[Document passage]
- First appearance: 1985
- Created by: Joanna Ferrone Sue Rose

In-universe information
- Species: Human
- Gender: Male

= Fido Dido =

Cartoon character

Fido Dido (/ˈfaɪdoʊ ˈdaɪdoʊ/ or /ˈfiːdoʊ ˈdiːdoʊ/) is a cartoon character of a male youth created by Joanna Ferrone and Sue Rose.

==History==
Rose first doodled the character in 1985 on a napkin in a restaurant. Ferrone came up with the character's name on her way to work the next day. The two later stenciled Fido on T-shirts. These T-shirts became very popular in New York, and featured the character's official mantra: "Fido is for Fido. Fido is against no one. Fido is youth. Fido has no age. Fido sees everything. Fido judges nothing. Fido is smart. Fido is innocent. Fido is powerful. Fido comes from the past. Fido is the future".

==Advertising==

The character was licensed to PepsiCo in 1988 but the character did not receive much attention or popularity until the early 1990s, when he appeared on numerous products, particularly stationery and 7 Up ads and boxer shorts. In the United States, he was replaced with Cool Spot as the 7-Up brand mascot, due to the Dr Pepper Snapple Group owning 7-Up in that area. Because of this, Fido Dido was instead used to promote Slice, another drink by PepsiCo.
[/Document passage]
• Problem A:
Update the Fido Dido article starting at "- First appearance: 1985" and ending at "and Sue Rose.", changing "youth" to "teenager".
• Problem B:
Carry on the Fido Dido article from its final sentence.
[Stored data]
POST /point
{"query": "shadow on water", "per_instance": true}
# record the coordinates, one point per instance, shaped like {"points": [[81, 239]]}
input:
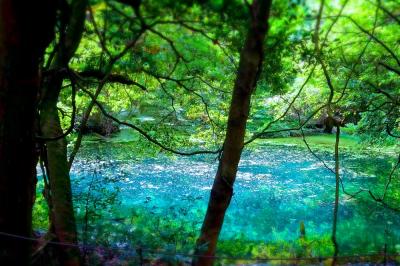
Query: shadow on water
{"points": [[159, 203]]}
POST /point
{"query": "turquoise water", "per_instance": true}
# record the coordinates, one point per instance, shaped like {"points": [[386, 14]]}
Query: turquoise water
{"points": [[160, 202]]}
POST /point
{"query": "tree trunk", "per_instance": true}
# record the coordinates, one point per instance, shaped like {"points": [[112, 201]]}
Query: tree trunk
{"points": [[26, 28], [62, 212], [336, 204], [251, 58]]}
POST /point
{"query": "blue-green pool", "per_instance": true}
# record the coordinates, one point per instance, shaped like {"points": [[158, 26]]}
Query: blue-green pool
{"points": [[161, 202]]}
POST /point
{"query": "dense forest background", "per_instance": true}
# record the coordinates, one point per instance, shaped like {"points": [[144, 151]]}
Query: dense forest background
{"points": [[92, 85]]}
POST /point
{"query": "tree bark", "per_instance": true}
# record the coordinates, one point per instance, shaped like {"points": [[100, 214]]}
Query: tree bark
{"points": [[336, 204], [26, 29], [62, 215], [251, 58]]}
[/Stored data]
• Response area A:
- First appearance: 1985
- Created by: Joanna Ferrone Sue Rose

In-universe information
- Species: Human
- Gender: Male

= Fido Dido =

Cartoon character

Fido Dido (/ˈfaɪdoʊ ˈdaɪdoʊ/ or /ˈfiːdoʊ ˈdiːdoʊ/) is a cartoon character of a male teenager created by Joanna Ferrone and Sue Rose.

• Response area B:
He reappeared in the 2000s on cans and advertising for 7-Up worldwide. In 2018, Fido Dido reappeared in the Vintage Series cans and in 2022, Fido Dido reappeared to star in a series of new commercials.

Fido Dido was used on PepsiCo's Turkish soft drink Fruko.

===Other uses===
Fido Dido appeared in Saturday morning cartoon promos on CBS. His bumpers on CBS started in 1990 and lasted until 1993.

The graphic novel Fido Dido: Life In the Third Lane was published in paperback in 1989.

A large mural of Fido Dido was painted on the side of a building in the city of Guayaquil, Ecuador, in the early 1990s and was nearly erased by the passing of time. After a news article was published by El Universo in March 2019, the mural was repainted to refresh the image.

In 1992, Fido Dido appeared in his own magazine in the United Kingdom. The first edition introduced his family, and was titled "Meet the Fidos". It was published by Ravette Publishing.

In 1993, a video game called Fido Dido was made by Kaneko and Bits Studios for the Super NES and Sega Genesis. Despite being completed, it was never officially released, because the publisher Kaneko's United States branch shut down in the summer of 1994. By the early 2000s the Genesis version of the game had been made available online unofficially, and could be played using emulators. There was a Neopets sponsor game starring Fido Dido.

In the early 1990s, Fido Dido had a comic strip in the teenage magazine YM. Pepper Ann, a spinoff of the Fido Dido strip, would later be adapted into a Disney TV series.

Fido Dido appears in the 2009 animated short Logorama, as a bystander.